• _INSTRUCTIONS TO FOLLOW_: Return every item below verbatim, keeping each line unchanged.
————
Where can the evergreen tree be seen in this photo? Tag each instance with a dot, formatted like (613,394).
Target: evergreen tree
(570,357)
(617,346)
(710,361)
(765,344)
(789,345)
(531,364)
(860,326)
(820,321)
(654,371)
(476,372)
————
• _FINAL RESULT_:
Where can the evergreen tree be seen in this photo? Tag each instance with a dot, formatted like (613,394).
Target: evergreen tree
(570,357)
(617,346)
(710,361)
(765,344)
(789,345)
(531,364)
(860,326)
(820,321)
(654,371)
(476,372)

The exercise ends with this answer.